[Start of section]

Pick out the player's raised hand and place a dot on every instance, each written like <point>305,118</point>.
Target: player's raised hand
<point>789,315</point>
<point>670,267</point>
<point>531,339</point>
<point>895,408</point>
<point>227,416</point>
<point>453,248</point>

[End of section]

- Task to complete
Retype all of the data shown above, word for word.

- Answer box
Pick out the player's raised hand and place a dot on every instance, each written like <point>305,118</point>.
Target: player's raised hand
<point>789,315</point>
<point>670,267</point>
<point>531,339</point>
<point>895,408</point>
<point>227,416</point>
<point>453,248</point>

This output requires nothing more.